WORK TO COMPLETE: Print out the entire listing verbatim.

EXTRACTED RECORDS:
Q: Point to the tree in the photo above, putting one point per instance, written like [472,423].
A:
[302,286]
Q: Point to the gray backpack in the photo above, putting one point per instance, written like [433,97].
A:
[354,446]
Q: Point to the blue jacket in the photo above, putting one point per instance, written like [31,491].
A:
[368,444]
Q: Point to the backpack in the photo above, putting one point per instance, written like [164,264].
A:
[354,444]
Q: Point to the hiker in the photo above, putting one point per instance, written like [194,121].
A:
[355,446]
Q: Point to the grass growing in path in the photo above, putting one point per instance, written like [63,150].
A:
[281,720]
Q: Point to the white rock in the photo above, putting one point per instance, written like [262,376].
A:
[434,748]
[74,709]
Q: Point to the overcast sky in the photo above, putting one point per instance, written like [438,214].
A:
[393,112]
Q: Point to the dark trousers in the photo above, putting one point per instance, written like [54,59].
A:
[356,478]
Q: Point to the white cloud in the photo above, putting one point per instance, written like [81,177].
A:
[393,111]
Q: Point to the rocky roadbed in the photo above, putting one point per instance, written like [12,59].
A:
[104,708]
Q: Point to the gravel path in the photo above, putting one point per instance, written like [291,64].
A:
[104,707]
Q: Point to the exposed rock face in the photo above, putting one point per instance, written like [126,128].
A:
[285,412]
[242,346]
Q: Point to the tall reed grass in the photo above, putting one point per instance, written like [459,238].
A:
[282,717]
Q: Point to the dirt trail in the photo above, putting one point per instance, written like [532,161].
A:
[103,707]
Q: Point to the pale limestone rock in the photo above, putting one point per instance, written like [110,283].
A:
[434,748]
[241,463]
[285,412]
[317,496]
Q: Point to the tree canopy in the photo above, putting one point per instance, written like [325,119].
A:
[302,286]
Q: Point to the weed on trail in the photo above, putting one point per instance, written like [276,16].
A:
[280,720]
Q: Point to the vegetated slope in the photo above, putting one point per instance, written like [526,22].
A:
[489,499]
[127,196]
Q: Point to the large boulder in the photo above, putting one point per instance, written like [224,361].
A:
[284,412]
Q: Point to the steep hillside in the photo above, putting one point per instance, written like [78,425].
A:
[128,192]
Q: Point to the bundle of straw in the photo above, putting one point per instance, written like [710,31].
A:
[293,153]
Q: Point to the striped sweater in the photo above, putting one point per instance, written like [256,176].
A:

RESULT FOR THIS TASK:
Q: Point to the tree in the photo above, putting one point per instance, written like [472,423].
A:
[302,286]
Q: Point to the gray backpack in the photo above, putting one point per instance, written like [433,97].
A:
[354,446]
Q: Point to the blue jacket in the photo above, putting one point per instance, written like [31,491].
A:
[368,444]
Q: Point to the backpack in the photo above, putting one point per instance, written like [164,264].
A:
[354,444]
Q: Point to the hiker in the photo above, putting one point per instance, written like [194,121].
A:
[355,446]
Q: Point to the grass growing in path in the photo above, putting one point per instance, written like [63,150].
A:
[281,720]
Q: Point to the white rock in the photo above, putting one point per instance, written like [262,376].
A:
[434,748]
[74,709]
Q: Point to the overcast sky in the photo above, putting one point per instance, written like [438,214].
A:
[393,112]
Q: Point to the dark trousers in the photo above, putting one point per instance, written like [54,59].
A:
[356,478]
Q: Point to the white cloud in the photo above, putting one point per instance, written like [81,177].
A:
[393,111]
Q: Point to the rocky roadbed in the photo above, putting one point per instance, written like [12,59].
A:
[104,708]
Q: Point to the gravel path in the photo above, putting one point per instance, written like [291,64].
A:
[104,707]
Q: Point to the exposed rock face in the photo above, putting one point per instance, written like [126,128].
A:
[285,412]
[242,346]
Q: Point to the tall reed grass in the photo above, putting one point per instance, written like [459,238].
A:
[282,717]
Q: Point to the dirt trail in the photo above, putting one point per instance, written like [532,161].
A:
[103,707]
Q: Point to the pale limestone rock in the photo above, putting one point per instance, written like [110,283].
A:
[434,748]
[241,463]
[285,412]
[317,496]
Q: Point to the tree canopy in the photo above, putting one point per instance, written like [325,119].
A:
[302,286]
Q: Point to the weed on trail in the photo above, putting one point per instance, written like [276,16].
A:
[280,720]
Q: Point to the vegetated slope in the photo above, putting one point per instance, written like [526,22].
A:
[489,499]
[127,196]
Q: Point to the large boulder in the photo above, putting one point per instance, written like [224,361].
A:
[284,412]
Q: Point to the steep hillside in the photo above, putting one point per instance, written like [78,425].
A:
[128,192]
Q: Point to the bundle of straw in the photo above, putting one point per instance, written like [710,31].
A:
[293,153]
Q: Point to the striped sweater in the photo above, putting one point per instance, written like [256,176].
A:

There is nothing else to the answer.